Defence ministry spokesperson Siphiwe Dlamini said the flight would be chartered, “preferably from SAA”. He said China had given the plane only eight hours on the ground.

“Those returning will be collected from a special holding facility at the airport and flown back to SA.

“Once they have landed they will be transported by bus to a resort in the Free State identified as the quarantine facility.”

The source said the aircraft would land at Bloemspruit air force base in Bloemfontein.

Dlamini said World Health Organisation (WHO) protocols dictated a quarantine period of 14 days, “but because this is a military option we are quarantining people for 21 days”.

“The quarantine is necessary to ensure, that in the unlikelihood of anyone showing signs of infection, they can be expeditiously treated at specifically identified hospitals. Everyone in contact with those coming home will be quarantined, including aircrew, military personnel and the bus drivers.”

He said the resort and its surrounding areas are a designated military zone and will be in total lockdown.

“The facility will be under heavy guard from both the military and the police.”

Health ministry spokesperson Lwazi Manzi said: “The quarantine area is a national key point. We appeal to people to not try to sneak into the facility to be with their families. Anyone who does will be detained and quarantined.”

Meanwhile, the steep drop in world

markets has led to the combined fortunes of the world’s 500 richest people falling by $444bn (R6.9-trillion), according to the Bloomberg billionaires index. The world’s three richest people — Amazon.com’s Jeff Bezos, Microsoft co-founder Bill Gates and LVMH chair Bernard Arnault — incurred the biggest losses, with their combined wealth dropping about $30bn.

Stock markets are expected to fall further tomorrow after a record contraction in China’s manufacturing and service sectors.

Gates on Friday urged wealthy nations to help low- and middle-income countries strengthen their health systems in hopes of slowing the spread of the coronavirus, which he said had started to behave like a “once-ina-century” pathogen.

“By helping countries in Africa and South Asia get ready now, we can save lives and also slow the global circulation of this virus,” Gates wrote in an editorial in the New England Journal of Medicine.

The virus is much harder to stop than similar viruses that caused Middle East respiratory syndrome or severe acute respiratory syndrome, Gates wrote. The Bill and Melinda Gates Foundation has pledged $100m to fight the outbreak.

Gates’s plea was echoed by the WHO, which said the risk is very high that the virus will have a global impact.
════════
> Task set:
• A. List the people the article names as the world's three richest, with the company or role it gives for each.
• B. From the article, extract the stretch from "Meanwhile, the steep" through "and service sectors.".
• C. According to the article, how many days will returning people be quarantined?
Use only the article above for these tasks.
════════
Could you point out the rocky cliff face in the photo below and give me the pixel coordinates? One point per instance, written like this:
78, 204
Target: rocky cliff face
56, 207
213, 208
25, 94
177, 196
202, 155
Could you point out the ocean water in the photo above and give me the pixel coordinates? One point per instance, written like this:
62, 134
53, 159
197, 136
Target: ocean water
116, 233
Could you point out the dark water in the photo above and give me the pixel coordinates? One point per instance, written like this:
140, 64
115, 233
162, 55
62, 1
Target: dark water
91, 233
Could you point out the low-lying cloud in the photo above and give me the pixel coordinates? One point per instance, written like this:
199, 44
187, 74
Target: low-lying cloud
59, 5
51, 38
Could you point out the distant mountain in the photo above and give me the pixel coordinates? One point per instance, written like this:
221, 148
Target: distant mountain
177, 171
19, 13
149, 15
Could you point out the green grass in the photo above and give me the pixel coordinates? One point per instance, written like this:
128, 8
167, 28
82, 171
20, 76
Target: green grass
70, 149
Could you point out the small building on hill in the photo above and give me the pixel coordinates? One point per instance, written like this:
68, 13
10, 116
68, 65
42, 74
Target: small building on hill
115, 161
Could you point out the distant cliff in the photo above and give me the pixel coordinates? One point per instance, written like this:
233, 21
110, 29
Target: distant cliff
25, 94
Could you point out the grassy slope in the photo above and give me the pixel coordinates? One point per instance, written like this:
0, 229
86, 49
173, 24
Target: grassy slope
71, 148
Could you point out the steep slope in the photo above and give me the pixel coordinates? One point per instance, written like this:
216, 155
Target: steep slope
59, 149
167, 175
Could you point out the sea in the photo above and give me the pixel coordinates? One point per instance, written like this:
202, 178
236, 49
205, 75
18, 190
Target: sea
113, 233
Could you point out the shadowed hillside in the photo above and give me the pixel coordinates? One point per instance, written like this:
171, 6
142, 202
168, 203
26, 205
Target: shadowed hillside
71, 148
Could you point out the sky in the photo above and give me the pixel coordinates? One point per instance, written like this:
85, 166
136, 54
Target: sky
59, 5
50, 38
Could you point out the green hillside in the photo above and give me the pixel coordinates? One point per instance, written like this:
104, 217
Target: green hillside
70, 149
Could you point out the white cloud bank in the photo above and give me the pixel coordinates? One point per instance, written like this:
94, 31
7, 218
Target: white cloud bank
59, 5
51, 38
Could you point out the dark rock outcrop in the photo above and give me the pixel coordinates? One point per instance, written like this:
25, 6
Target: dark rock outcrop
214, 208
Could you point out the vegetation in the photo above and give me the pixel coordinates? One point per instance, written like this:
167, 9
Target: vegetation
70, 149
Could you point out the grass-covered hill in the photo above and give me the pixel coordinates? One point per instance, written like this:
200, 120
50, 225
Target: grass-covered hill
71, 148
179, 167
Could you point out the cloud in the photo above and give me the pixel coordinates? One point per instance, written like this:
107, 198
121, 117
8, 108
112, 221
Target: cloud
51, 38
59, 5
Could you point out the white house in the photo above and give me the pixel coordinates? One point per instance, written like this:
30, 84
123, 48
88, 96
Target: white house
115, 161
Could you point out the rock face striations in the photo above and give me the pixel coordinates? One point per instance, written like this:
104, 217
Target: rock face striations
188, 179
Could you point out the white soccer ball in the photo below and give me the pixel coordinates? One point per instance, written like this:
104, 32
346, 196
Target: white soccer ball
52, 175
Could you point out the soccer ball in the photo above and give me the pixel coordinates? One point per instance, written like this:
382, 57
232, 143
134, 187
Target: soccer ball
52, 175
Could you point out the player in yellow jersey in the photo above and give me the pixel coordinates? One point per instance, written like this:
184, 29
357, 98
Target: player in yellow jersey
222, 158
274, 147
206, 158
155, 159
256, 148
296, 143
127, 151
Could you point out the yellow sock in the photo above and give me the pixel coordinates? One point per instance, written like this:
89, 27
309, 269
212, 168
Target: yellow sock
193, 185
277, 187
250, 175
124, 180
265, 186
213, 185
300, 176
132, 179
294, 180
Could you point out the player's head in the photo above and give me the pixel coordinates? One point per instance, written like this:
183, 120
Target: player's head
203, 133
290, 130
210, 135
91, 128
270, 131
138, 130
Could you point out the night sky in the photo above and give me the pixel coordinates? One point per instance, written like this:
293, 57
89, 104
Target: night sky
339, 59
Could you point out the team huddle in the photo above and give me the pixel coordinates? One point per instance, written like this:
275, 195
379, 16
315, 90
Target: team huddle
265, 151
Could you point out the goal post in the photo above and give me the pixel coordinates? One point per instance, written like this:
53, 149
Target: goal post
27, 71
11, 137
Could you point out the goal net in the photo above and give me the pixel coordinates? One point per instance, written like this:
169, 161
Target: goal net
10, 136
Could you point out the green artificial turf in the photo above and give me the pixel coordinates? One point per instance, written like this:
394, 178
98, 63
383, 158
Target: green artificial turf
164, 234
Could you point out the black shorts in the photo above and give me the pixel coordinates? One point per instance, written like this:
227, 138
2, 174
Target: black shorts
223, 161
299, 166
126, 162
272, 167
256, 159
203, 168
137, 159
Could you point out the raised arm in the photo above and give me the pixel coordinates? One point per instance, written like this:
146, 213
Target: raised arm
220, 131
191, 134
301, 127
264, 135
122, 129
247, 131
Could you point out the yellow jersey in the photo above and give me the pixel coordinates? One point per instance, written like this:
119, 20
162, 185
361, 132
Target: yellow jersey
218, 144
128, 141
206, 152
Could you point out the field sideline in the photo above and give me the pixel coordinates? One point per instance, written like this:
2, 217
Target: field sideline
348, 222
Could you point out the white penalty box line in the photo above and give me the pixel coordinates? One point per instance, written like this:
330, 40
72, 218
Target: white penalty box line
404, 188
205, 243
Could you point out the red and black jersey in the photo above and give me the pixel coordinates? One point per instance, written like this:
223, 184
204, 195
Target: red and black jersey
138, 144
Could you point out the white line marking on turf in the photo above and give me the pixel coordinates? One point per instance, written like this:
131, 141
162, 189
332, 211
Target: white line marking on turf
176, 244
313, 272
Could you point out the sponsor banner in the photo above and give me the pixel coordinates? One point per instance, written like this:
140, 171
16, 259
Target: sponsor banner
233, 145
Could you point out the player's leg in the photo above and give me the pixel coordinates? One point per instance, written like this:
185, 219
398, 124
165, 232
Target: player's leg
════════
> Per-task answers:
• A. Jeff Bezos (Amazon.com), Bill Gates (Microsoft co-founder), Bernard Arnault (LVMH chair)

• B.
Meanwhile, the steep drop in world

markets has led to the combined fortunes of the world’s 500 richest people falling by $444bn (R6.9-trillion), according to the Bloomberg billionaires index. The world’s three richest people — Amazon.com’s Jeff Bezos, Microsoft co-founder Bill Gates and LVMH chair Bernard Arnault — incurred the biggest losses, with their combined wealth dropping about $30bn.

Stock markets are expected to fall further tomorrow after a record contraction in China’s manufacturing and service sectors.

• C. 21 days.